## TEXT
..........
Quinta do Vallado Touriga Nacional Douro 2010 Front Bottle Shot
Quinta do Vallado Touriga Nacional Douro 2010 Front Bottle Shot Quinta do Vallado Touriga Nacional Douro 2010 Front Label

Winemaker Notes

The 2009 vintage was #13 Wine Spectator Top 100 of 2012

With a dark crimson color, this Touriga Nacional boasts great concentration and aromas of bergamot and wild fruits, with violet and spicy hints. The taste is sweet, round and mature, with silky tannins. Red fruits follow through from the nose into a long, concentrated, fresh finish.

Professional Ratings

  • 92
    This is an impressive, powerful and age-worthy wine, with dense tannins that are layered with black fruit and cut with acidity. The 16-month wood-aging regimen shows in the wine's rounded character. Age for 2–3 years.
  • 91
    This rich and fruity red shows ample violet notes, with touches of cinnamon and spice to the red plum, cherry and ripe melon flavors. Smoke and tar linger on the chewy finish.
..........
## WORKING DATA
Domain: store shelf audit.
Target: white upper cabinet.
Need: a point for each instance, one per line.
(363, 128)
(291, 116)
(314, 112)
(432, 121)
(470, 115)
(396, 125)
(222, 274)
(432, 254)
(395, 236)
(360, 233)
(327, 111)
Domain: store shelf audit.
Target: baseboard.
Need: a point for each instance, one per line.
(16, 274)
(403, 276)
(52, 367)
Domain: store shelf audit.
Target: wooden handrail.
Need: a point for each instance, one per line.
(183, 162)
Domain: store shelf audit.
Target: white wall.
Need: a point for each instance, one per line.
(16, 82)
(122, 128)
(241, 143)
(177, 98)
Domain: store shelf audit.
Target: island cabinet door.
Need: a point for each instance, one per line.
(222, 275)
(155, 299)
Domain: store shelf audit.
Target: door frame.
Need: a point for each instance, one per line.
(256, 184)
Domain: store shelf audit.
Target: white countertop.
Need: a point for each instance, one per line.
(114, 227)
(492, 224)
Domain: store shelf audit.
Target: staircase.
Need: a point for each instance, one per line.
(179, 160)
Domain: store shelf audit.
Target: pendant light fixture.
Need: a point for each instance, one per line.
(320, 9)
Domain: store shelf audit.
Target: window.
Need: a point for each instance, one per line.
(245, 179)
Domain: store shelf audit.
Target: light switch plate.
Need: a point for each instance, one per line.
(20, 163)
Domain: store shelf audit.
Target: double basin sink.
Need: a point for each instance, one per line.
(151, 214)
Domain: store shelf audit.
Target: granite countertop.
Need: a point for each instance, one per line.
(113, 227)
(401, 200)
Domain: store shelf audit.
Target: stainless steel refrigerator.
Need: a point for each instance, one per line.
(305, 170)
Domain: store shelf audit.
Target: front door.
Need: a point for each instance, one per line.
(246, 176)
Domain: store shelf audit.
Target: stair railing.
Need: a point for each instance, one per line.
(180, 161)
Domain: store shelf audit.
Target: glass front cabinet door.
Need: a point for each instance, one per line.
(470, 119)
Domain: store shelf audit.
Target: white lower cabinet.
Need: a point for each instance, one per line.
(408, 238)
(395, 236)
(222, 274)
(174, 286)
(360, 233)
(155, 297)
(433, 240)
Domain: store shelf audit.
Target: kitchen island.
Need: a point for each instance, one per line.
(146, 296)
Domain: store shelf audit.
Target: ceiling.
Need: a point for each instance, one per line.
..........
## REQUIREMENT 1
Count the lines in the records that contain the word "white", with case counting, and give only the number.
## REQUIREMENT 2
Extend the Quinta do Vallado Touriga Nacional 2010 wine page from the point where it stops.

## EXPECTED OUTPUT 1
4

## EXPECTED OUTPUT 2
  • 90
    The 2010 Touriga Nacional, sourced from the winery's 1994 plantings, was aged in French oak for 16 months, only 30% new, however. This has become one of Douro's nicer monovarietal bottlings from year-to-year. In the occasionally difficult 2010 vintage, it shows surprisingly well, crisp, bright and mouthwatering on the finish, with solidity in the mid-palate and power on the end. It was a little disjointed in its youth and not quite as aromatic when I first retasted it in the USA compared to how it showed in Douro. Ninety minutes of aeration changed that, allowing it to express its Touriga Nacional character well. It does finish a bit tart, but I loved the mouthwatering finish. For best results, give this a year or two to settle down. It has room to improve. Drink 2014-2024.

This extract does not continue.